→ PROVIDED PASSAGE
Thursday, April 14, 2005

A Sunny Evening in Calgary

After 3 days of photographing for Loblaws, I spent the early evening strolling around downtown Calgary. Pretty ugly actually. Hope there's less concrete and glass outside of the downtown core. This is my first trip to the city. I'm surprised. I thought it would be a little more sophisticated. Do I sound like a Torontonian? Having said all that, I spent a very enjoyable hour at the Art Gallery of Calgary, which I stumbled upon while I was wandering down a pedestrian street called Stephen Avenue Walk. Great exhibition by a Vancouver artist called Jeff Burgess and some fun sculptures made from cellophane wrapped around wire frames that looked like stationary elliptical curves (can't remember the artist's name). There was also an installation by Chris Lloyd of his printed out emails that he had written to Jean Chretian and Paul Martin everyday for the last 4 (maybe 5) years. I wish I could have photographed these because the installation was spectacular in the beautiful north light of the upstairs gallery. Back to Toronto tomorrow morning then onto Halifax next week and Montreal the week after. I'm really enjoying the creative challenge of churning out a semi-entertaining slideshow of photographs from the Loblaws executive training sessions. Not a technical challenge (although the lighting is crap) but definitely a creative challenge. Anyway, everyone seems to like the fact that I'm shooting in B&W. Even did a few with select colour ala the film "Sin City." That went over well and will try more of that next week.

→ THE DATA
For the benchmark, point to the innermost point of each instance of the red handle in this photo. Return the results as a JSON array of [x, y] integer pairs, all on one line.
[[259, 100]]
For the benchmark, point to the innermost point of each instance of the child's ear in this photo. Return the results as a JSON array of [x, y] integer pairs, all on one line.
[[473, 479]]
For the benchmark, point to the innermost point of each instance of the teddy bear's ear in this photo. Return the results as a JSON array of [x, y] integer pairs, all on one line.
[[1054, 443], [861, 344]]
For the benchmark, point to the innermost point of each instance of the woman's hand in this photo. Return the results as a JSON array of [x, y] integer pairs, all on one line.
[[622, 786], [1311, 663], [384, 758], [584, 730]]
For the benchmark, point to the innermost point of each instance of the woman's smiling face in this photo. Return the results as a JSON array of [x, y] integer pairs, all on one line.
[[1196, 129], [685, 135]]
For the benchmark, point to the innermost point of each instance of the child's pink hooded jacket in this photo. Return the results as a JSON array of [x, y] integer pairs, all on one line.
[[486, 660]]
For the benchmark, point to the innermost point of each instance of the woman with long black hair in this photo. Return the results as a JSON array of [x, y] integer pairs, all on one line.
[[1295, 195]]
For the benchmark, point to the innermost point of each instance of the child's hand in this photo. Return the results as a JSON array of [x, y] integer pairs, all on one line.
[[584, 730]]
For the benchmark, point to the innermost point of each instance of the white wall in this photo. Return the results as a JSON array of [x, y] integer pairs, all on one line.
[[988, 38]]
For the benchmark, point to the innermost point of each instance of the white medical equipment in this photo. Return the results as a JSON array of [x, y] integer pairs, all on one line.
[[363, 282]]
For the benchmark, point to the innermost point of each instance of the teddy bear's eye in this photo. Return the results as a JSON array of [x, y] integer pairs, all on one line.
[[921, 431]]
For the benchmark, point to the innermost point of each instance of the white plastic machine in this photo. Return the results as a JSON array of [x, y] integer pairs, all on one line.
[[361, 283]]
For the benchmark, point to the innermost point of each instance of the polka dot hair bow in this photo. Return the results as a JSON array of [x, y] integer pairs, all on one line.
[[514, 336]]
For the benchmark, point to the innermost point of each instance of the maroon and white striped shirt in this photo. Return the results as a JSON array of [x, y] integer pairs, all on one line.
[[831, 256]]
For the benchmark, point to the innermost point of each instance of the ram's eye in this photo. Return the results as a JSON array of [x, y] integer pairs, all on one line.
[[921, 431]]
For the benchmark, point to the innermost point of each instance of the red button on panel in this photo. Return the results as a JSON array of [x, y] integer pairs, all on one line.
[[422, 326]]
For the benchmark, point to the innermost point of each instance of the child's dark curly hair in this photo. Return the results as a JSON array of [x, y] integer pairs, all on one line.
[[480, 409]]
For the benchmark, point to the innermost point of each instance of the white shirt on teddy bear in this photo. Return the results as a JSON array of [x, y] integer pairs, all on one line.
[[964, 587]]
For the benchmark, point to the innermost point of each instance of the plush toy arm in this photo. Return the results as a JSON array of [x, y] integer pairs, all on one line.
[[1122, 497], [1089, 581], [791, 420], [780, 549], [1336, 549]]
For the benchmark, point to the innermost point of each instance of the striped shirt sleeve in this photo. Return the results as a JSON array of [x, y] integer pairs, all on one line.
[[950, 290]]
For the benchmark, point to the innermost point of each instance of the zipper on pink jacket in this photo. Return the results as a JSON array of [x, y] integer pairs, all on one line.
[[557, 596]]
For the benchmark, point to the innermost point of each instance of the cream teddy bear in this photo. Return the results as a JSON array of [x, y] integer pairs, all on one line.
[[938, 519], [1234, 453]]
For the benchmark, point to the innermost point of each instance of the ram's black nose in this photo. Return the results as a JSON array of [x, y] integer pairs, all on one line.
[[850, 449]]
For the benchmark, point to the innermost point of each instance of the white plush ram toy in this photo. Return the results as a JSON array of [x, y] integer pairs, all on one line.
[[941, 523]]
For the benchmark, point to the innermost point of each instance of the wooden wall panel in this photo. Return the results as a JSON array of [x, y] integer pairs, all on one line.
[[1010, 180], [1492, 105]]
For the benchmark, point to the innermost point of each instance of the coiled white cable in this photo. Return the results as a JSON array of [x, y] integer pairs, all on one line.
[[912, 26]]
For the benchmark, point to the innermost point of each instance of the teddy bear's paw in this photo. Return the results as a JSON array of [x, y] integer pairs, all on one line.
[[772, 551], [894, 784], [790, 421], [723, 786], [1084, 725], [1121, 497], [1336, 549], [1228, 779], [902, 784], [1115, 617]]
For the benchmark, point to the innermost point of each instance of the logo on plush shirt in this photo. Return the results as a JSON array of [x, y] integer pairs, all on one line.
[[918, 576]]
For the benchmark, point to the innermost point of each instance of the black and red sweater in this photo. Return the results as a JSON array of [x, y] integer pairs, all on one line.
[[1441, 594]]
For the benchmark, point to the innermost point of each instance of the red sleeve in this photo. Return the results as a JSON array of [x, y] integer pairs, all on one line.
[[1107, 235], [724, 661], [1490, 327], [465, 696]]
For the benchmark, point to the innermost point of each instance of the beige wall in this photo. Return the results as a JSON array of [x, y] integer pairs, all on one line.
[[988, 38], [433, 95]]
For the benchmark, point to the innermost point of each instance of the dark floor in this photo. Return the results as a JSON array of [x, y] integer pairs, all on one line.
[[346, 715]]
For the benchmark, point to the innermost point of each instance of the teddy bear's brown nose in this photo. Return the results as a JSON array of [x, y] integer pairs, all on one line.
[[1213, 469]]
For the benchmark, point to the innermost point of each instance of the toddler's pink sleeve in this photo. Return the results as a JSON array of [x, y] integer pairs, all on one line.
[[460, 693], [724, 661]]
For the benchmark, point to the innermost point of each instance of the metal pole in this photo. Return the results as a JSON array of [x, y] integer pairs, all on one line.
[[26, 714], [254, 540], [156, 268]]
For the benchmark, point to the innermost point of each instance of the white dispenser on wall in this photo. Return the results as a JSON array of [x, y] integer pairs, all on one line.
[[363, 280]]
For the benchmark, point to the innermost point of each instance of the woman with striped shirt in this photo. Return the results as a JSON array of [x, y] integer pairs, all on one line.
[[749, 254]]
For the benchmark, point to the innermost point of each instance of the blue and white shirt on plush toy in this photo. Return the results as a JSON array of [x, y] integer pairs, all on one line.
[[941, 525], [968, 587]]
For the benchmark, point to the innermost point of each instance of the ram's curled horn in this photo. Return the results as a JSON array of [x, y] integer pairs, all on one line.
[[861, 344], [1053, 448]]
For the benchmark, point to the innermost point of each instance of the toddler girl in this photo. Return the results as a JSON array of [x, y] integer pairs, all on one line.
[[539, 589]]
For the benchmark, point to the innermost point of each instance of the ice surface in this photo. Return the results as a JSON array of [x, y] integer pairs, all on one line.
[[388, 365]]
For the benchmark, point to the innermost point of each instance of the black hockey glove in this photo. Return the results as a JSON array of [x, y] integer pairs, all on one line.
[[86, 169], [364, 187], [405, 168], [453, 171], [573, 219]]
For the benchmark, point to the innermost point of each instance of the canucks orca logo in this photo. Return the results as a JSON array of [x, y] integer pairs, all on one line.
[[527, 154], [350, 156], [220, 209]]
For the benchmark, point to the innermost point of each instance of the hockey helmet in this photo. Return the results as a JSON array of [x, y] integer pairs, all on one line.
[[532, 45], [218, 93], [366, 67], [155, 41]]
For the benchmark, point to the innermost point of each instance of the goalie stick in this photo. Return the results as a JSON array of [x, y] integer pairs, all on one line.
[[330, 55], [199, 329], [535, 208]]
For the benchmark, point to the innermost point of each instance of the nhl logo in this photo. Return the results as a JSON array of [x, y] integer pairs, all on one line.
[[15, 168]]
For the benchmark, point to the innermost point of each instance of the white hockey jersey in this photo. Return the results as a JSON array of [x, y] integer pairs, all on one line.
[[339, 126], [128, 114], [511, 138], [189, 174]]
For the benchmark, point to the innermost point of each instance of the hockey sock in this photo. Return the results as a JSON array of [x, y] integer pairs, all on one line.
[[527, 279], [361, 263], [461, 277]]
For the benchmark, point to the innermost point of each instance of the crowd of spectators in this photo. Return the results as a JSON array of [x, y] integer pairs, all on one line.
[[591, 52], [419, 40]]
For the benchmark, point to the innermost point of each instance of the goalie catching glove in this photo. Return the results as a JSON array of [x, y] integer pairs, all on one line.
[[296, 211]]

→ PARTS OF THE EXERCISE
(1) Answer these questions about the Calgary blog post:
(a) For how many days had the writer been photographing for Loblaws before the evening stroll?
(b) On which pedestrian street was the writer wandering when coming upon the Art Gallery of Calgary?
(c) Where is the writer headed next week, and where the week after?
(2) Carry on the Calgary blog post from its final sentence.
The records were taken from a separate source.

→ SOLVED PROBLEMS
(1)
(a) 3 days.
(b) Stephen Avenue Walk.
(c) Halifax next week, and Montreal the week after.

(2)
Tuesday, April 05, 2005

Advertising by Leprosy Mission Canada

I caught the final frames of an ad/infommercial on TV by Leprosy Mission Canada, the Canadian arm of Leprosy Mission International, an NGO specializing in caring for leprosy patients worldwide. I was a little surprised because the ad overtly stated that the drugs to treat leprosy cost $295. This is clearly not the case. The Multi-drug Treatment is provided free worldwide by Novartis and the World Health Organization. The ad also left the viewer with the impression that deformities can be cured once the drug treatment has been completed. This is wrong also. Deformities have to be surgically corrected and will not be healed through drug treatment alone. I know this is not ethical, but is this kind of advertising even legal?